◆ **WHAT IS NEEDED**: From the entries below, extract every line that contains the word "dark", matching case exactly.

(Source data)
- - - - - - -

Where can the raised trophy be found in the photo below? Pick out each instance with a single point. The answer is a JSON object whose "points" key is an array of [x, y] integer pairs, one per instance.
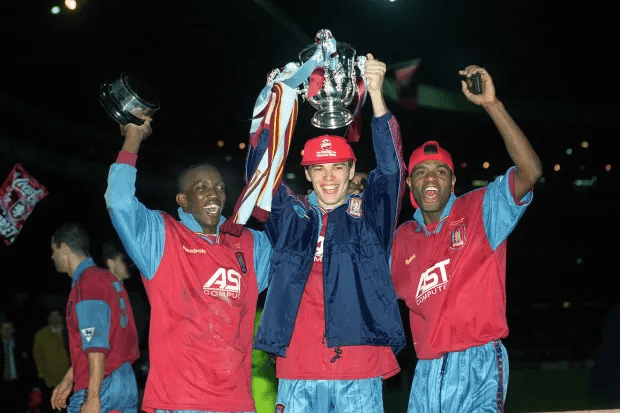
{"points": [[127, 98], [340, 82]]}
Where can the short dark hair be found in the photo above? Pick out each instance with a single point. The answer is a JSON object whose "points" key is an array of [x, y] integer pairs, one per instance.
{"points": [[186, 171], [74, 235]]}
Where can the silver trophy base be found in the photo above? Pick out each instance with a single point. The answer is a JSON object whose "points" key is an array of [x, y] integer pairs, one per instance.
{"points": [[332, 119]]}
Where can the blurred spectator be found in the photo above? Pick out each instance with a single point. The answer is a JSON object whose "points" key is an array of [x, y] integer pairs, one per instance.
{"points": [[16, 369], [119, 264], [605, 379], [51, 356]]}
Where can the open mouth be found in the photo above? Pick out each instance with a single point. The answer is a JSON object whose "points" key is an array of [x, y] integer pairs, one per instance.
{"points": [[213, 209], [431, 194], [329, 189]]}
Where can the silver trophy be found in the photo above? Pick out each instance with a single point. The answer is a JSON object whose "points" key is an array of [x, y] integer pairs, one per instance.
{"points": [[339, 81], [127, 98]]}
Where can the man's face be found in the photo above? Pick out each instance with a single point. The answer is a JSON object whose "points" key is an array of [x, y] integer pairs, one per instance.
{"points": [[330, 182], [55, 319], [60, 258], [431, 183], [203, 196]]}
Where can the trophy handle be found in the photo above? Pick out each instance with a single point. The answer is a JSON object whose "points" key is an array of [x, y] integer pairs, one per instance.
{"points": [[361, 64]]}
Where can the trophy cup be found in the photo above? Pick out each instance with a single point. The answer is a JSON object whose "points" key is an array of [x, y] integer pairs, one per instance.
{"points": [[339, 82], [127, 97]]}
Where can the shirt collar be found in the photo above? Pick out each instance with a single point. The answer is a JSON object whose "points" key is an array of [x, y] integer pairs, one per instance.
{"points": [[87, 263], [417, 215], [190, 222]]}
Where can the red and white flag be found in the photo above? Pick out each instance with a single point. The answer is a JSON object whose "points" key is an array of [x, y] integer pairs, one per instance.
{"points": [[19, 193]]}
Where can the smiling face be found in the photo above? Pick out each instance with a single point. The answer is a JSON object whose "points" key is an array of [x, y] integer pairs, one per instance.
{"points": [[330, 182], [203, 196], [431, 183], [61, 258]]}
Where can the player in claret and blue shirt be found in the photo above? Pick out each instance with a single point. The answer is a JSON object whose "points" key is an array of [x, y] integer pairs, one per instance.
{"points": [[103, 340], [449, 266], [202, 286]]}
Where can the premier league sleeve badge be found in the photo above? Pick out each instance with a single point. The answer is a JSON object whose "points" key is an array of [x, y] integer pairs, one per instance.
{"points": [[355, 207]]}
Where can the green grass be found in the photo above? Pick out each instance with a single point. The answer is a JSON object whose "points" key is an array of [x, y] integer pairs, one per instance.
{"points": [[530, 391]]}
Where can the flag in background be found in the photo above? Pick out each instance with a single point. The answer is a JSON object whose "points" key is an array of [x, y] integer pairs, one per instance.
{"points": [[399, 84], [19, 193]]}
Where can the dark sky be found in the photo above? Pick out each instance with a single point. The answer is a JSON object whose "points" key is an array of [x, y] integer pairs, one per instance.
{"points": [[207, 61]]}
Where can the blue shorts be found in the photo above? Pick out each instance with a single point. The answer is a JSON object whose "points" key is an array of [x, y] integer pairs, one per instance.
{"points": [[188, 411], [330, 396], [473, 380], [119, 391]]}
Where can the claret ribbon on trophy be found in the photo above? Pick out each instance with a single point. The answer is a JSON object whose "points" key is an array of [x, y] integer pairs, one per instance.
{"points": [[275, 114]]}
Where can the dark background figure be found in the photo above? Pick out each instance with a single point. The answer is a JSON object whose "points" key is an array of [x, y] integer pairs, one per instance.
{"points": [[605, 379], [118, 262], [51, 356], [16, 368]]}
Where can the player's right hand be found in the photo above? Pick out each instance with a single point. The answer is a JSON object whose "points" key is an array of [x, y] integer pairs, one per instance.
{"points": [[139, 132], [61, 393]]}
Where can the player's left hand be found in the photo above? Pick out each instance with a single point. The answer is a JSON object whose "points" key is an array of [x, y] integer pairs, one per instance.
{"points": [[488, 89], [91, 405], [375, 72]]}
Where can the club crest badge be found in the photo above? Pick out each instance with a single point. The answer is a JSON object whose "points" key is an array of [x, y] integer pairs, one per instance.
{"points": [[355, 207], [241, 261], [88, 333], [457, 237]]}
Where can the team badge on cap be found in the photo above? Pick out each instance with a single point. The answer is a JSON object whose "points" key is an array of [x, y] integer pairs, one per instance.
{"points": [[327, 149]]}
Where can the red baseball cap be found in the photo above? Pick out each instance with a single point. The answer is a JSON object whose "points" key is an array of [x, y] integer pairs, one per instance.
{"points": [[327, 149], [428, 151]]}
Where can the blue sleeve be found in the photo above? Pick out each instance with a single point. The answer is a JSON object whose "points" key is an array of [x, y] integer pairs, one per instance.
{"points": [[94, 324], [140, 229], [501, 212], [386, 183], [262, 257]]}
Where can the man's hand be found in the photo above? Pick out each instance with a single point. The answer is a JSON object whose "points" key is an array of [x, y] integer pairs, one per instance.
{"points": [[91, 405], [375, 73], [358, 183], [488, 89], [134, 134], [61, 392]]}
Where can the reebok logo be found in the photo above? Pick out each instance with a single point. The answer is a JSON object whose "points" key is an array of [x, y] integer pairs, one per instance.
{"points": [[194, 250]]}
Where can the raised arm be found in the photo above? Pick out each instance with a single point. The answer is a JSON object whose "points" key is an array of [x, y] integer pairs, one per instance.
{"points": [[375, 73], [140, 229], [385, 184], [529, 168]]}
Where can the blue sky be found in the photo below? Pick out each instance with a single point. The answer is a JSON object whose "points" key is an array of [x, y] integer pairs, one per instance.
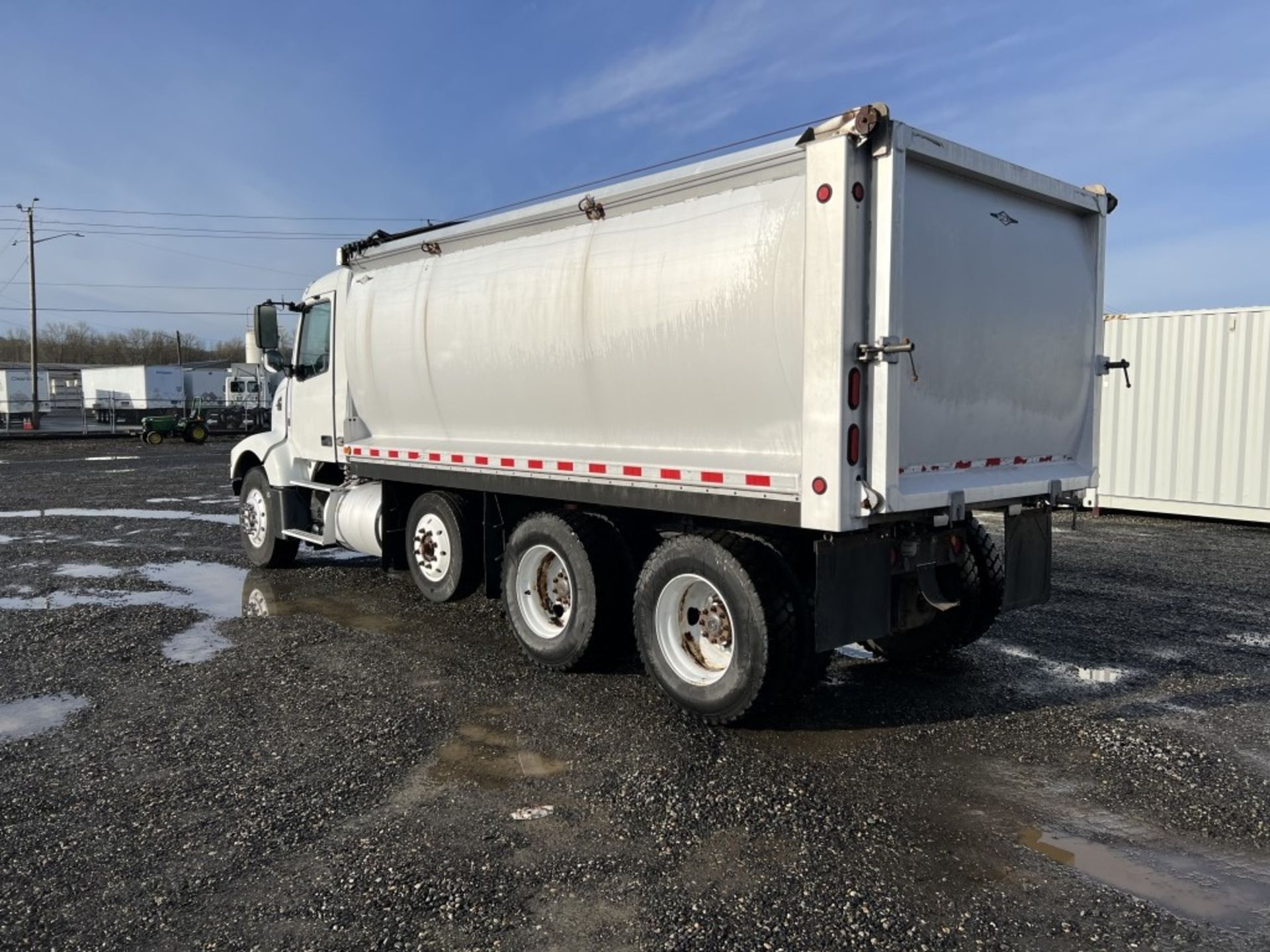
{"points": [[437, 110]]}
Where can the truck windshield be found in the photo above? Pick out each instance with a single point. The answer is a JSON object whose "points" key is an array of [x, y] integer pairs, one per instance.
{"points": [[314, 353]]}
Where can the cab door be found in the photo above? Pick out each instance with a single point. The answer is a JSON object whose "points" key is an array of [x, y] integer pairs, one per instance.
{"points": [[312, 413]]}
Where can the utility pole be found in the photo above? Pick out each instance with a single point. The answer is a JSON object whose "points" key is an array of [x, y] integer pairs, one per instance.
{"points": [[34, 338]]}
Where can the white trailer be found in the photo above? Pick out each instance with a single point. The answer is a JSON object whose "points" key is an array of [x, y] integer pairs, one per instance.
{"points": [[127, 394], [16, 395], [745, 407]]}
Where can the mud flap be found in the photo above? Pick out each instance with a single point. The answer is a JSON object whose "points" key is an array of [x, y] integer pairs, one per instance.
{"points": [[1029, 557], [853, 592]]}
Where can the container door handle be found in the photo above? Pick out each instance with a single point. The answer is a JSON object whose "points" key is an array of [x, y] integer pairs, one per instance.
{"points": [[1119, 366]]}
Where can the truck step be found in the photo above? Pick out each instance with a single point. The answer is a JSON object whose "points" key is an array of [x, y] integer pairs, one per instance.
{"points": [[319, 487]]}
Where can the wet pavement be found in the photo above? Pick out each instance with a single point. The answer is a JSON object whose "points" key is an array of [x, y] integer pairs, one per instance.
{"points": [[193, 754]]}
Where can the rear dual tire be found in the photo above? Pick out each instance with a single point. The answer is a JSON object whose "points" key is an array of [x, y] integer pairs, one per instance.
{"points": [[443, 550]]}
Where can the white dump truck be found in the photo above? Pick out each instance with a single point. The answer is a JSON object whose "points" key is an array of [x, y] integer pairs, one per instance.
{"points": [[743, 409], [127, 394], [16, 395]]}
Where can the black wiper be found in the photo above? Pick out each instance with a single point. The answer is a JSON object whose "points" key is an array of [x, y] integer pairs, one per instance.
{"points": [[381, 238]]}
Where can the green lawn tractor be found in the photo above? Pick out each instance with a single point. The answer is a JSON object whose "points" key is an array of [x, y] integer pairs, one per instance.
{"points": [[190, 427]]}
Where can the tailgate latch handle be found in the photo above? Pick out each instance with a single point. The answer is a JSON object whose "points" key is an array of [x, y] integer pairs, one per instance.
{"points": [[1108, 366], [879, 352]]}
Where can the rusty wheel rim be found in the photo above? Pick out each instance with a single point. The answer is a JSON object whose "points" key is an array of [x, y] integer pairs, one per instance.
{"points": [[695, 630], [544, 589]]}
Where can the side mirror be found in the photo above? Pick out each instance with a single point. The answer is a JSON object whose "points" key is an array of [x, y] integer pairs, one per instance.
{"points": [[273, 362], [265, 323]]}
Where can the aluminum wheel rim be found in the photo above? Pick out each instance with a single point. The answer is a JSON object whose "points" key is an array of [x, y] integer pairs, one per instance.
{"points": [[544, 589], [432, 547], [695, 630], [255, 518]]}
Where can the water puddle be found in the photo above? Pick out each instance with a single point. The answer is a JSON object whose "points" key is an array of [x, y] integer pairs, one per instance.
{"points": [[489, 758], [1062, 670], [857, 651], [1250, 639], [87, 571], [175, 514], [28, 716], [1232, 892]]}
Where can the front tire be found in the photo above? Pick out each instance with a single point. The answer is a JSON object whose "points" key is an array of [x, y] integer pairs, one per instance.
{"points": [[718, 625], [258, 517], [441, 547]]}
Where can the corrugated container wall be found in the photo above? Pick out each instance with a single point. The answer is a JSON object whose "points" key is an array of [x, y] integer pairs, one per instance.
{"points": [[1193, 434]]}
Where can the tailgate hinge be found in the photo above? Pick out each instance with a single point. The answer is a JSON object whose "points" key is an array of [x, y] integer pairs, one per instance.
{"points": [[887, 349]]}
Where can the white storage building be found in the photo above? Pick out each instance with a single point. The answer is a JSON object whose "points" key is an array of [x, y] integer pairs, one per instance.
{"points": [[1191, 437]]}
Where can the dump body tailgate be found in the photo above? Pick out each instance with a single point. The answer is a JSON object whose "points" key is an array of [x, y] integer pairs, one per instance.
{"points": [[995, 276]]}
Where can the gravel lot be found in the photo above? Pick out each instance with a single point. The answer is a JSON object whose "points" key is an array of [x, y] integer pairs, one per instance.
{"points": [[193, 756]]}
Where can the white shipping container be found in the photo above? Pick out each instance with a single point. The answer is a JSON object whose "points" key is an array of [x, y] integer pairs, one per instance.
{"points": [[1193, 434], [138, 387], [206, 383], [16, 391]]}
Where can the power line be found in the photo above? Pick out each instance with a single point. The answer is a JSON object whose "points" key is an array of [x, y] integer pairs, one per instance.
{"points": [[177, 227], [5, 286], [226, 215], [219, 260], [131, 310], [159, 287]]}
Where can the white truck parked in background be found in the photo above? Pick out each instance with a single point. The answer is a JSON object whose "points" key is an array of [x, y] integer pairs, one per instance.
{"points": [[745, 407]]}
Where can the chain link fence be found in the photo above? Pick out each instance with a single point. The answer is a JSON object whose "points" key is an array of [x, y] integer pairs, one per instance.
{"points": [[75, 415]]}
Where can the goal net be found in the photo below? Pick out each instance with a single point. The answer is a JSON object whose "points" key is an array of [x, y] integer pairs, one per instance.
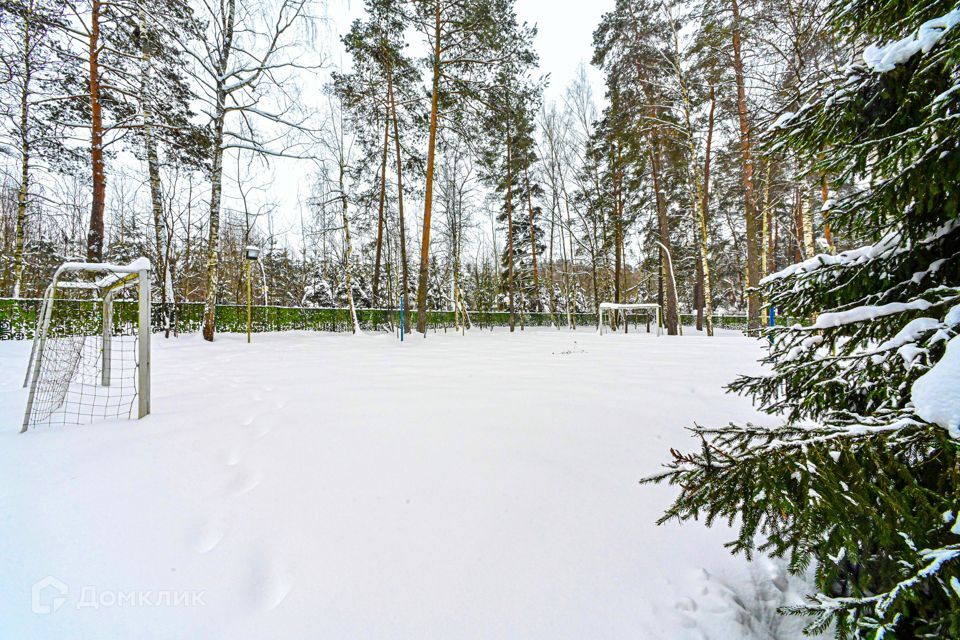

- - - - - - -

◆ **FINAL ANSWER**:
Where can the short dark hair be found in the photo above? Pick out each instance with a single point. The answer is a JSON object whose "points" key is an array of [x, y] integer pairs, one per instance.
Where can the dark sky be found in the photo above? Pick out each instance with a single point. The answer is a JSON object whose "points" key is an array of [x, y] integer pairs, one per instance.
Where can the dark background figure be found in the photo above? Pick out each instance with a single point. The answer is a JSON object whose "points" key is an array of [x, y] integer pairs, one per instance.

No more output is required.